§ Part of a data file:
--------------------

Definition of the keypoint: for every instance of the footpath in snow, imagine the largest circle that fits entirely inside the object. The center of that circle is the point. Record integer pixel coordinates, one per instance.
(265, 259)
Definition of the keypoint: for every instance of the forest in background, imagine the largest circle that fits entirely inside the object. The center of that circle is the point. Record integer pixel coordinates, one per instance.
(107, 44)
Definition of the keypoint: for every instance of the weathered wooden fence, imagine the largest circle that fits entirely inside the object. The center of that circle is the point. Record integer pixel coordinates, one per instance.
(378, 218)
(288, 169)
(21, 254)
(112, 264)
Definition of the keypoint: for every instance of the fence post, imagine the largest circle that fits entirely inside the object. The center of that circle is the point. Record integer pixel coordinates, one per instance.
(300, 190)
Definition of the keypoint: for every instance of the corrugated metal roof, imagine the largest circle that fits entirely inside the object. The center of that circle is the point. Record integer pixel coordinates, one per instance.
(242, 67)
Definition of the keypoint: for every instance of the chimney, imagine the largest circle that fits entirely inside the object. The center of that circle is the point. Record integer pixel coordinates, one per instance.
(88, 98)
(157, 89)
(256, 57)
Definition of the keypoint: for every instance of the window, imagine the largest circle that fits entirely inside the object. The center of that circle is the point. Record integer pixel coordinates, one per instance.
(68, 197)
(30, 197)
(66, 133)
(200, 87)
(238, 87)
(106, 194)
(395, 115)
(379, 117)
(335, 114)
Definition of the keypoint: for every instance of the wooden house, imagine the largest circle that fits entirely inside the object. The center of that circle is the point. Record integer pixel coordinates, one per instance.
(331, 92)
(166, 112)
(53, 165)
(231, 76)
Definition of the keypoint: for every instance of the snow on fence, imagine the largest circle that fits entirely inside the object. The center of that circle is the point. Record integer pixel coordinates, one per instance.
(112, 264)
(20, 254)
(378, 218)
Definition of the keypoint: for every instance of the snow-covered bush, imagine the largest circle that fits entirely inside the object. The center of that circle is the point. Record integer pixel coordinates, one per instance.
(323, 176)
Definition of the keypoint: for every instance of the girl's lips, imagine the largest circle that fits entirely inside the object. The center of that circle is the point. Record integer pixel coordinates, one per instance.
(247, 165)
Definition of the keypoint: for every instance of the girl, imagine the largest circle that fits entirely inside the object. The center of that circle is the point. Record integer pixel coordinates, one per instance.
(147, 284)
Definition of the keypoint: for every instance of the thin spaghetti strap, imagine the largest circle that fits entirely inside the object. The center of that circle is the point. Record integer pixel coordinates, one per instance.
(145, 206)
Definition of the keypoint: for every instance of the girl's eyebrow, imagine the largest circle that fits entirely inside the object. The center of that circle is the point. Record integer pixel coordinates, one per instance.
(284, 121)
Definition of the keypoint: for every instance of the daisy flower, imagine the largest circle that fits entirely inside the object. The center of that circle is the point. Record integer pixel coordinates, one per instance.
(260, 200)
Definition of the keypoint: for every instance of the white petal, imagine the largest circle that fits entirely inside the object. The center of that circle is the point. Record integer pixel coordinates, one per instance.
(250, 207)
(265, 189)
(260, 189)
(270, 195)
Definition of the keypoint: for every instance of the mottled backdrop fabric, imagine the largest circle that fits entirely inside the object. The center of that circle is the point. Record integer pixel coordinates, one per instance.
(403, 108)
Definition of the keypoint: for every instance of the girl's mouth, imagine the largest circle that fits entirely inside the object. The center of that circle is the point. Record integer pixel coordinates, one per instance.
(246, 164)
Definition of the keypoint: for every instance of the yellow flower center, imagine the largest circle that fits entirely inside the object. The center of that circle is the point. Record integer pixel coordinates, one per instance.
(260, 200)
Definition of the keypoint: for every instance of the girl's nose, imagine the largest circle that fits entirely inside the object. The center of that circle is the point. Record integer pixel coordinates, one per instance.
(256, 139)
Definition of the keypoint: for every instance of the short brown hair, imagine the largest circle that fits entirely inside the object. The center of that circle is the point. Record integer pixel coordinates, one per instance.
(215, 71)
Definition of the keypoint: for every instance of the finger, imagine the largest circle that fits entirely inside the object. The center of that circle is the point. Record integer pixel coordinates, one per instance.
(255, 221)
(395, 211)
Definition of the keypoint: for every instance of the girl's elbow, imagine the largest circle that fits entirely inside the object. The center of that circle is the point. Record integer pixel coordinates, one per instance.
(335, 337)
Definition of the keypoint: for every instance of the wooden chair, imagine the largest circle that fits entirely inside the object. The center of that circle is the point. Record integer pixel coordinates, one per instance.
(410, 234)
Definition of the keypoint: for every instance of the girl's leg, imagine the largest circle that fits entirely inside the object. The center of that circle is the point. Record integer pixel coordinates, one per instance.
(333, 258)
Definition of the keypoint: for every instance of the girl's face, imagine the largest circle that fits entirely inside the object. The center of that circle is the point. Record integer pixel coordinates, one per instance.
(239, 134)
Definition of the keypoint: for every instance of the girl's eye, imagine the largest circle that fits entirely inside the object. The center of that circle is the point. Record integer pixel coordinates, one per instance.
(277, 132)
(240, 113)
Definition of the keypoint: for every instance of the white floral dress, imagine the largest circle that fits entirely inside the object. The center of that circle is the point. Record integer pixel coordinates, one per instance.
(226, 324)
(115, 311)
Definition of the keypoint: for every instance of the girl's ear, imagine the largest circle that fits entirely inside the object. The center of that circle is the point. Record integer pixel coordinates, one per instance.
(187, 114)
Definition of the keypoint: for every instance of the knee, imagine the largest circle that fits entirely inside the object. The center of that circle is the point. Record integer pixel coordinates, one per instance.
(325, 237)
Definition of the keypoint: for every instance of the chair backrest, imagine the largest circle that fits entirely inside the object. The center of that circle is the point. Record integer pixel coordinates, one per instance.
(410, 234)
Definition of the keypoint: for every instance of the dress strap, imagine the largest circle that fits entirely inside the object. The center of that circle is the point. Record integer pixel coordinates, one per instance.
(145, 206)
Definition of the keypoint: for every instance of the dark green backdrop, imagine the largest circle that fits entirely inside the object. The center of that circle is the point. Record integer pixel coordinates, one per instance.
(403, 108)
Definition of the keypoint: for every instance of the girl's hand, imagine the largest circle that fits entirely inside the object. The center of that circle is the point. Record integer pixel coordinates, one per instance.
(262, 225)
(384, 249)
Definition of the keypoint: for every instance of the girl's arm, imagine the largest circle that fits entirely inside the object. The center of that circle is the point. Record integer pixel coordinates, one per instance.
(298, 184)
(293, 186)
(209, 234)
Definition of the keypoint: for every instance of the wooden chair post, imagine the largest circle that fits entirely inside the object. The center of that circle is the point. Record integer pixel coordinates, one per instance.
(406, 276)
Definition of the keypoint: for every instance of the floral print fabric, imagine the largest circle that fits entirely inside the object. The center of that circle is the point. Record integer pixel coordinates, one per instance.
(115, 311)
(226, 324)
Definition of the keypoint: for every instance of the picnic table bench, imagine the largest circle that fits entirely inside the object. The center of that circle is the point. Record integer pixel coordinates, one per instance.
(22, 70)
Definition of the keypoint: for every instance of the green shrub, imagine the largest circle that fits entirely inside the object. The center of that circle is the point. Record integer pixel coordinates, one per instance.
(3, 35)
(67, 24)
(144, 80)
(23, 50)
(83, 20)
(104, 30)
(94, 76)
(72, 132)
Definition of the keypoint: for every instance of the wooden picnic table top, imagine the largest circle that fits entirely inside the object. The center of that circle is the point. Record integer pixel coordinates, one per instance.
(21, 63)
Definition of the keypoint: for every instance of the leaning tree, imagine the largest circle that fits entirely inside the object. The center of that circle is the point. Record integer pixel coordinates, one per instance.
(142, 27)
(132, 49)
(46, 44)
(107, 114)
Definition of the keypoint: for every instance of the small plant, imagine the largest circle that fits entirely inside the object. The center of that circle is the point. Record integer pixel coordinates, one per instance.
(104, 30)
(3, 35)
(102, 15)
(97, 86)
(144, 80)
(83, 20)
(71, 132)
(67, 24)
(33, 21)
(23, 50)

--------------------

§ GIVEN TASK: Please turn the lines from the one containing "Definition of the keypoint: for every instance of the small" through the end of the items, inclusive, into a Markdown table with the columns Number and Item line. Number each row and leave out blank lines.

§ RESULT:
| Number | Item line |
|---|---|
| 1 | Definition of the keypoint: for every instance of the small plant, imagine the largest circle that fits entirely inside the object. The center of that circle is the point. Record integer pixel coordinates, one per instance. |
| 2 | (104, 30) |
| 3 | (3, 35) |
| 4 | (102, 15) |
| 5 | (97, 86) |
| 6 | (144, 80) |
| 7 | (83, 20) |
| 8 | (71, 132) |
| 9 | (67, 24) |
| 10 | (33, 21) |
| 11 | (23, 50) |